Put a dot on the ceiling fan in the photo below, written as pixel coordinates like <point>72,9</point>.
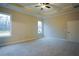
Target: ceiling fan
<point>43,5</point>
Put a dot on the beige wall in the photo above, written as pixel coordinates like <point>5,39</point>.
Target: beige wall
<point>56,26</point>
<point>24,27</point>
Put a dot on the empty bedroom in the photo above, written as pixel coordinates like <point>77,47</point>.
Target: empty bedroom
<point>39,29</point>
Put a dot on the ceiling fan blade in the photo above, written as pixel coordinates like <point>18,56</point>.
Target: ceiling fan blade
<point>47,6</point>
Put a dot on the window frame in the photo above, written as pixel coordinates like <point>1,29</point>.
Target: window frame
<point>10,23</point>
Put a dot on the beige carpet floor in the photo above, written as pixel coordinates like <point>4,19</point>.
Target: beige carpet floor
<point>42,47</point>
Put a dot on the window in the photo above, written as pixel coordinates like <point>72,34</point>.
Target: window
<point>39,26</point>
<point>5,25</point>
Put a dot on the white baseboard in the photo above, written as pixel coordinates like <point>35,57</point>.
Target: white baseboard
<point>17,41</point>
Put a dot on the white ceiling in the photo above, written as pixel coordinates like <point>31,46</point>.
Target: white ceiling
<point>29,8</point>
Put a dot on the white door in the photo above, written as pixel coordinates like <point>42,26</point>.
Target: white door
<point>73,30</point>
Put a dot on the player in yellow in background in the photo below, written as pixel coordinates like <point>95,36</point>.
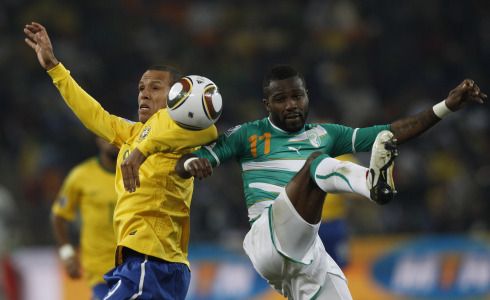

━━━

> [WHAT YOU ARE ASKED TO DO]
Scale the answer point coordinates by 1.75, rounding to whole numbers with halves rounded up, and rewrite every line of the records above from the line with "Put a dot on the white ceiling" through the end of the records, requests included. Leave the numbers in the requests and their format samples unchanged, and omit the pictures.

> [WRITTEN SOLUTION]
Put a dot on the white ceiling in the photo above, written as pixel coordinates like <point>31,46</point>.
Target: white ceiling
<point>51,14</point>
Put a dot on the white door in the photo above, written as pixel coordinates like <point>42,26</point>.
Target: white door
<point>128,53</point>
Put a dot on the player in yellow in background in the photo below, written as pixel coordinates like <point>95,36</point>.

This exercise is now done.